Could you copy out, word for word, the passage below on Nasdaq OMX CEO Robert Greifeld's call for a congressional budget compromise?

-- Text passage --
+++++
Nasdaq OMX CEO Robert Greifeld, in the latest corporate call for congressional action, said lawmakers need to think less about winning.
Instead, he said Republicans must budge on tax increases, while Democrats must give ground on spending cuts.
The federal budget must be put on a path to sustainability that can clearly withstand any changes in the political winds that may occur in 2014, in 2016, and beyond. This means additional revenues will need to be raised, including from businesses, by broadening the tax base, while reducing the top rates, Greifeld told an audience at the Brookings Institution, referring to corporate tax rates.
We also acknowledge that federal spending will need to be curtailed, including spending on our favorite government-funded programs.
Greifeld said the best that the markets can hope for in the short term is for Congress to make a deal to avoid the year-end fiscal cliff and then commit to deliver a longer- term grand bargain on debt reduction during the first half of next year.
Greifeld's speech comes a few days after President Barack Obama began negotiations with congressional leaders in an effort to stave off the fiscal cliff, a combination of spending cuts and tax increase in early 2013 meant to cut the federal budget deficit, but that also tip the economy back into recession.
If an agreement cannot be reached, then some $600 billion in spending cuts and tax increases will kick in starting Dec. 31. The combination of these two things at once could push the country back into a recession, analysts say.
+++++
-- Rows --

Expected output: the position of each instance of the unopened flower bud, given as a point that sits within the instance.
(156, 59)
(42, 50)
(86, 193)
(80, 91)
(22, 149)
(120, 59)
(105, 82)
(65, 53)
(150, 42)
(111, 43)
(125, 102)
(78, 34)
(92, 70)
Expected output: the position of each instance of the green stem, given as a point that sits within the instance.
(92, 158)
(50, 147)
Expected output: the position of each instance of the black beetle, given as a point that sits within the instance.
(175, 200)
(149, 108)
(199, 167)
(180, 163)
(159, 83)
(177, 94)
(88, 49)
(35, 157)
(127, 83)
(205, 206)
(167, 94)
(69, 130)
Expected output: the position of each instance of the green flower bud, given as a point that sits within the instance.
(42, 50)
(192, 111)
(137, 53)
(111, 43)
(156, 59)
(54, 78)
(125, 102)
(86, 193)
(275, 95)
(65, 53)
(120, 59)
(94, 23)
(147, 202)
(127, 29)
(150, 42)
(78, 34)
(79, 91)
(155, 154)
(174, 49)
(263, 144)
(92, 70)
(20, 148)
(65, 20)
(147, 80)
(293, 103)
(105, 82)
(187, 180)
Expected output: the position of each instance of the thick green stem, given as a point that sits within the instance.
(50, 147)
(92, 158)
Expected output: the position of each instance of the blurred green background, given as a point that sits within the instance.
+++++
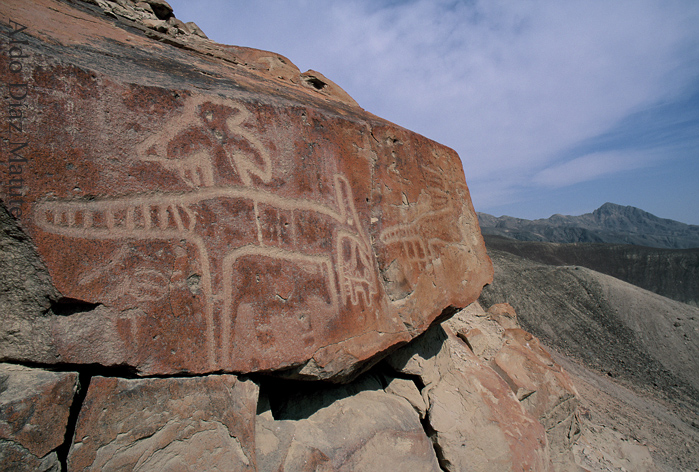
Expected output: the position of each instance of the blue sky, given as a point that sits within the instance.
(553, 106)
+++++
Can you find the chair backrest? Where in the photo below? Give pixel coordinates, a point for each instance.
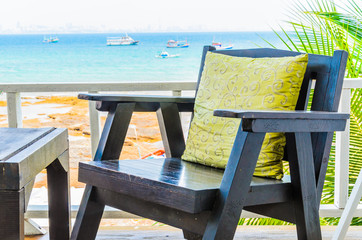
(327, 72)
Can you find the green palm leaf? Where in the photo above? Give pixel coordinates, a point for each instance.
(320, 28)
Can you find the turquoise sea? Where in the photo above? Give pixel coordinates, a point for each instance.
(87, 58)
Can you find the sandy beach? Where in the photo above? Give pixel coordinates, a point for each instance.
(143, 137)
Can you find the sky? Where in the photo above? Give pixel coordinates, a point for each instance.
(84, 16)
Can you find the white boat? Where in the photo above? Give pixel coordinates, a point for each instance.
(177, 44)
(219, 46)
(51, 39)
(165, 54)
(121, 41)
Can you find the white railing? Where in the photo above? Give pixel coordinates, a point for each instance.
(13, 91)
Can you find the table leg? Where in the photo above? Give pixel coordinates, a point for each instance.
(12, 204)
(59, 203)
+++++
-- Task answer --
Nasdaq OMX CEO Robert Greifeld, in the latest corporate call for congressional action, said lawmakers need to think less about winning.
Instead, he said Republicans must budge on tax increases, while Democrats must give ground on spending cuts.
The federal budget must be put on a path to sustainability that can clearly withstand any changes in the political winds that may occur in 2014, in 2016, and beyond. This means additional revenues will need to be raised, including from businesses, by broadening the tax base, while reducing the top rates, Greifeld told an audience at the Brookings Institution, referring to corporate tax rates.
We also acknowledge that federal spending will need to be curtailed, including spending on our favorite government-funded programs.
Greifeld said the best that the markets can hope for in the short term is for Congress to make a deal to avoid the year-end fiscal cliff and then commit to deliver a longer- term grand bargain on debt reduction during the first half of next year.
Greifeld's speech comes a few days after President Barack Obama began negotiations with congressional leaders in an effort to stave off the fiscal cliff, a combination of spending cuts and tax increase in early 2013 meant to cut the federal budget deficit, but that also tip the economy back into recession.
If an agreement cannot be reached, then some $600 billion in spending cuts and tax increases will kick in starting Dec. 31. The combination of these two things at once could push the country back into a recession, analysts say.